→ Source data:
-----

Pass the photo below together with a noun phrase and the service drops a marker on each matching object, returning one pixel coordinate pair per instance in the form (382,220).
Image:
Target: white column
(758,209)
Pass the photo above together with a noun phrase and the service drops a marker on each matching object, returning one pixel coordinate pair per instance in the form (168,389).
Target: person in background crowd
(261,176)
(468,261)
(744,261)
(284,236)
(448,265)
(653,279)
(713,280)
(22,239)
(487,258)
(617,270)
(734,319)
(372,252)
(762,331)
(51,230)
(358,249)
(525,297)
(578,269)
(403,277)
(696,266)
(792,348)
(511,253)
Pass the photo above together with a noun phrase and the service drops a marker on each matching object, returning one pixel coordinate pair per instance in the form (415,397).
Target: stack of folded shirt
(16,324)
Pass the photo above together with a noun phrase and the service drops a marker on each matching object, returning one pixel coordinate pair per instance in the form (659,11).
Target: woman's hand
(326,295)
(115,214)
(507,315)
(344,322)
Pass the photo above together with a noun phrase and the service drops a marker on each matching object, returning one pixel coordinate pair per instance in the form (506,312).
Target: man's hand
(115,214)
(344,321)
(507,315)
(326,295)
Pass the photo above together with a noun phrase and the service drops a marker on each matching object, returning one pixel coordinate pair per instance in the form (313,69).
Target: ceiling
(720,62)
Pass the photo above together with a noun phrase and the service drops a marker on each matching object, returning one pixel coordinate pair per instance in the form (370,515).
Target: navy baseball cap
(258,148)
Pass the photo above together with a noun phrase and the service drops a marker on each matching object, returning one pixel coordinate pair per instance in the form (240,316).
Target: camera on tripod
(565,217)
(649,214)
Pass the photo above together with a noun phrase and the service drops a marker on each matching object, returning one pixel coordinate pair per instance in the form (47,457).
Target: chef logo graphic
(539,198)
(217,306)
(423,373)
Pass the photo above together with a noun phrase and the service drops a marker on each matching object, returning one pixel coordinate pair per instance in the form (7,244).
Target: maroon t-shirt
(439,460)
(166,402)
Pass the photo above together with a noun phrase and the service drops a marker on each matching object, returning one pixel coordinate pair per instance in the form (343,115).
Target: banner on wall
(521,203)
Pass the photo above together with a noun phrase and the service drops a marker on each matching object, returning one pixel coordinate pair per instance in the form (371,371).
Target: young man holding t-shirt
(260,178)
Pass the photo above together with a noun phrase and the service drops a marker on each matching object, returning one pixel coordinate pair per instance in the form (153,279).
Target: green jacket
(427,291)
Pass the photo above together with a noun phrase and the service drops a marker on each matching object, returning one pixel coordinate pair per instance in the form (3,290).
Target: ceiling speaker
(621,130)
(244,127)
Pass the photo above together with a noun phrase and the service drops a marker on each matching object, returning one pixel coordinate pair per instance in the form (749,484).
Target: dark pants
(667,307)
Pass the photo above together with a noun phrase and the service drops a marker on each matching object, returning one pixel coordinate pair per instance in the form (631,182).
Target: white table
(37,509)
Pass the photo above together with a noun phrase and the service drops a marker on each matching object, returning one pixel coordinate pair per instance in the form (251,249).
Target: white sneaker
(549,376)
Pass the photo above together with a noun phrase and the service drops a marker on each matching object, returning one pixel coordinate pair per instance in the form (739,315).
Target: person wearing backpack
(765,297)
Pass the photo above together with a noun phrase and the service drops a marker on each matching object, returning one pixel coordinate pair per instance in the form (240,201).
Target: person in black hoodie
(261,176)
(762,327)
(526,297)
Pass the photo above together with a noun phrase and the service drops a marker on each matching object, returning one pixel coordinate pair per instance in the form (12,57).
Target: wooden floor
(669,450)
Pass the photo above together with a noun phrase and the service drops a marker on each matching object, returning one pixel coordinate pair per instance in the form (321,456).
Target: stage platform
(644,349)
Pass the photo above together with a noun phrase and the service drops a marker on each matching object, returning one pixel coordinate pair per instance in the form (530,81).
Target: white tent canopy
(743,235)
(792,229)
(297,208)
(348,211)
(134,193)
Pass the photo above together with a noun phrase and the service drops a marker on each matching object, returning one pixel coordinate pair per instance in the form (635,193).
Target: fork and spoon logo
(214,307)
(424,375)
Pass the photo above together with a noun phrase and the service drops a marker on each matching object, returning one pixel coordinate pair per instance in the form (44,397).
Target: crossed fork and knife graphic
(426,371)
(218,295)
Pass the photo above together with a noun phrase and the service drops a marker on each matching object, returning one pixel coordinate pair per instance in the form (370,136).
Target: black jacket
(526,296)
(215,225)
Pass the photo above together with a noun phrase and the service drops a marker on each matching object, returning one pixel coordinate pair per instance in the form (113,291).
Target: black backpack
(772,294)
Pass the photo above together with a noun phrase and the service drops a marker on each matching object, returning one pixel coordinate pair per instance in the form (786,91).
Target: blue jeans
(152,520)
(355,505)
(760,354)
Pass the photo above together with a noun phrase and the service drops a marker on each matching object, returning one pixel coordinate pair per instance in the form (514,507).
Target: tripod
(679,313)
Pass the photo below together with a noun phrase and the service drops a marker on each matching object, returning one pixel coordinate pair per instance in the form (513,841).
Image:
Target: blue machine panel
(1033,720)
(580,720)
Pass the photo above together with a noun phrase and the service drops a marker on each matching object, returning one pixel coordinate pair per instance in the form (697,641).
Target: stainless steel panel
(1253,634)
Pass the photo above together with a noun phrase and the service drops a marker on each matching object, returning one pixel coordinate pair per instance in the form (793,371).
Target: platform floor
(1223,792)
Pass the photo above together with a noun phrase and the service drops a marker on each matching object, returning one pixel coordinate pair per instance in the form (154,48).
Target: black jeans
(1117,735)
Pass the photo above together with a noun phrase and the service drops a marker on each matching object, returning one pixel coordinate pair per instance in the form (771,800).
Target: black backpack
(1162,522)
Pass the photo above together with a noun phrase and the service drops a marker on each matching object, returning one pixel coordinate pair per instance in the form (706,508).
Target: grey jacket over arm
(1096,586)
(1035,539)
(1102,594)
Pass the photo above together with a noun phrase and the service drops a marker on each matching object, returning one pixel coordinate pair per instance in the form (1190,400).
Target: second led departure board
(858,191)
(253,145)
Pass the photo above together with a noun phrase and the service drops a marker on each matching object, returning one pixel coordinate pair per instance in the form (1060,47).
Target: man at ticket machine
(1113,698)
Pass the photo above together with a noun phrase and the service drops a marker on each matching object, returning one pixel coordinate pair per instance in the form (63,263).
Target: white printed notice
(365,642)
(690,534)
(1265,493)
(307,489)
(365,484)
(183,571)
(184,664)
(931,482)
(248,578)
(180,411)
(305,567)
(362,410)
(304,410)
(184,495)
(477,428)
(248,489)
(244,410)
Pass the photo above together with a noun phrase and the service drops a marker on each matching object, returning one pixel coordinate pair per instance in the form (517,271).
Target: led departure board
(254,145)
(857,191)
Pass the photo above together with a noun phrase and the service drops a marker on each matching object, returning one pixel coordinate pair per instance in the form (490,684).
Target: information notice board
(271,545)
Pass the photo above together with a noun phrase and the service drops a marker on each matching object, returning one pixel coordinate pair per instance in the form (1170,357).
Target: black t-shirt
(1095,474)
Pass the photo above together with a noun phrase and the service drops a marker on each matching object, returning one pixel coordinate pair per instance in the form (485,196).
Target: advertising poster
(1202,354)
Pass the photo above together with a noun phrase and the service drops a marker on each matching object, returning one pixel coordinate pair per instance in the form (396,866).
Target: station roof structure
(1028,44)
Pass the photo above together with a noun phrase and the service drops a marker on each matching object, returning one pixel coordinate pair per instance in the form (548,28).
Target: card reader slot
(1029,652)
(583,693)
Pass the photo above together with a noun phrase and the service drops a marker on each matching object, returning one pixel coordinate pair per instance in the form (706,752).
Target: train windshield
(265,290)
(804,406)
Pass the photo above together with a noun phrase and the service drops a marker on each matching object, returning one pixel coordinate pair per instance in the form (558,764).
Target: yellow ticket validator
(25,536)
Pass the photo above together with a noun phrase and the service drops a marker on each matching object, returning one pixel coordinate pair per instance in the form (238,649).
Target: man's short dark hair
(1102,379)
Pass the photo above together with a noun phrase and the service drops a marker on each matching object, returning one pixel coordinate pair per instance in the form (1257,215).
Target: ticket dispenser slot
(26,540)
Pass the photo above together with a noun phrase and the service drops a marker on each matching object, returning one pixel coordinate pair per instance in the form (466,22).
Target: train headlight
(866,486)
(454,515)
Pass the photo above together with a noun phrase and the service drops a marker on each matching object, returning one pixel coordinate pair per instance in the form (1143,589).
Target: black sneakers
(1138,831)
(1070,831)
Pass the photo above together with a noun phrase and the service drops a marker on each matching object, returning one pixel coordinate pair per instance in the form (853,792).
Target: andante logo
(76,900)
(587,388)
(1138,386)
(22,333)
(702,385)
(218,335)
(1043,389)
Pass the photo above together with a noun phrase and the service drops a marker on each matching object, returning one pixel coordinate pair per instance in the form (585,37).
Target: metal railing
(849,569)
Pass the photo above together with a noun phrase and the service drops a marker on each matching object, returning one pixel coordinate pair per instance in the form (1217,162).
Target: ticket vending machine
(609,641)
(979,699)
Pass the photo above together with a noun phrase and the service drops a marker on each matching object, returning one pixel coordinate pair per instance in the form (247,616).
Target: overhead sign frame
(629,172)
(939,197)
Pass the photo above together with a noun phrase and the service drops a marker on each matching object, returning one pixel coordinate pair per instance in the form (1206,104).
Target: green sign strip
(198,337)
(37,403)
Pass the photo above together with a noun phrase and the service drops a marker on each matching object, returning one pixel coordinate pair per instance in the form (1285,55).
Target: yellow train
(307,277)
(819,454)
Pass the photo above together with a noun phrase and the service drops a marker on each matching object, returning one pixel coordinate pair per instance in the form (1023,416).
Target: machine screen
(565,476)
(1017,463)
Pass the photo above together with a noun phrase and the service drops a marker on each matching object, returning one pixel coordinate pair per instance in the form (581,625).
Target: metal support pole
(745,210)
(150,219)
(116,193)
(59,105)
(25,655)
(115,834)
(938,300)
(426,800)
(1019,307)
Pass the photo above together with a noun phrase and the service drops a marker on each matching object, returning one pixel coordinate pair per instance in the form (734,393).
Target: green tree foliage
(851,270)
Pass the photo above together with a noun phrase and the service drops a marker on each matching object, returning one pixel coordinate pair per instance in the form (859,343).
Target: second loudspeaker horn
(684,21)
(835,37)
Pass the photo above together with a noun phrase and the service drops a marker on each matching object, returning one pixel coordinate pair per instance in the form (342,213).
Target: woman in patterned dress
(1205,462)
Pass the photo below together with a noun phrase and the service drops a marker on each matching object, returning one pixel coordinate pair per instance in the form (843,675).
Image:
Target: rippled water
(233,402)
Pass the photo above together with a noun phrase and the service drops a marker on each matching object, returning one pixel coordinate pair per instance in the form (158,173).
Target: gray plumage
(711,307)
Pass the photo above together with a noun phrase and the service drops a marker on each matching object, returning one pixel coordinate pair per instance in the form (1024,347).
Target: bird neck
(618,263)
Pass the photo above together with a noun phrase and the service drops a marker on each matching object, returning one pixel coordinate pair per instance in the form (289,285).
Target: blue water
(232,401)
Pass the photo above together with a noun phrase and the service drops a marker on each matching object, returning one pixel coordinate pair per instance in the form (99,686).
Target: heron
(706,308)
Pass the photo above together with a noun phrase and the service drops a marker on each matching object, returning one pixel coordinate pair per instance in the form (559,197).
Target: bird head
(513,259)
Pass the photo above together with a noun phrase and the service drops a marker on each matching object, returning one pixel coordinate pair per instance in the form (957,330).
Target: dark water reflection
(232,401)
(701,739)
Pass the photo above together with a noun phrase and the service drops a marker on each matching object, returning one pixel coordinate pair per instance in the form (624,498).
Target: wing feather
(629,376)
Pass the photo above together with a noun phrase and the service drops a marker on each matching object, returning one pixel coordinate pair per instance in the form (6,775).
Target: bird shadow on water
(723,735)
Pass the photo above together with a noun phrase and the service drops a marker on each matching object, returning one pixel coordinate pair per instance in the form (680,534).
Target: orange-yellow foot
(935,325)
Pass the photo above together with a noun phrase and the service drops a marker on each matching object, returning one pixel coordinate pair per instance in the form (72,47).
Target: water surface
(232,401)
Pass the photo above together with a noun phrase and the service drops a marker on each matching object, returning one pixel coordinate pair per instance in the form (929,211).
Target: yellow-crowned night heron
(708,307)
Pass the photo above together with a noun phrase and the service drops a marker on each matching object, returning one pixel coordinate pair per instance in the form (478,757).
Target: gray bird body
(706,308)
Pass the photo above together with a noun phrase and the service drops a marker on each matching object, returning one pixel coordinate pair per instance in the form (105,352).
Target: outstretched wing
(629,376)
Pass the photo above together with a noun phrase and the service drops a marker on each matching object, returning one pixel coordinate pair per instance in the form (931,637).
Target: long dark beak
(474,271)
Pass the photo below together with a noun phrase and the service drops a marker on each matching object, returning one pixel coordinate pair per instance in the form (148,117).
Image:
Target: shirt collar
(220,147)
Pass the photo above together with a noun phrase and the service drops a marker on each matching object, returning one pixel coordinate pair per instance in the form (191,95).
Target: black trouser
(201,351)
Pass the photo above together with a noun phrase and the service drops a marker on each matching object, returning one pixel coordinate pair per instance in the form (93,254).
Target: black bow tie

-----

→ Exercise: Find the line that contains "the form (929,211)." in the listing above. Retype it and every line after it up to the last, exactly, and nothing else.

→ Exercise solution:
Pass the photo above together with a noun phrase and the service drops a marker on each matching object, returning one pixel coordinate pair per instance in the form (929,211).
Target: yellow-crowned night heron
(708,307)
Pass the photo above together with a noun phrase and the service drops a marker on each matching object, returning one pixel coordinate pair per instance in the form (478,757).
Target: gray bird body
(706,308)
Pass the photo above together with a noun phrase and the service drops a marker on each matching object, returning one pixel coordinate pair per instance in the form (105,352).
Target: outstretched wing
(629,376)
Pass the photo above together with a noun phrase and the service drops a marker on each matching object, returning one pixel coordinate pair per instance in the form (931,637).
Target: long dark beak
(474,271)
Pass the photo below together with a noun phrase and the service drops a marker on each matching object, returning one pixel coordinate pair per instance in the form (148,117).
Image:
Target: shirt collar
(220,147)
Pass the photo above together with a noun phrase and the service drops a marker on each matching object, returning one pixel coordinate pair per instance in the form (191,95).
Target: black trouser
(201,351)
Pass the photo above together with a noun phrase and the service drops a marker on each matching object, returning one pixel coordinate pair per instance in the form (93,254).
Target: black bow tie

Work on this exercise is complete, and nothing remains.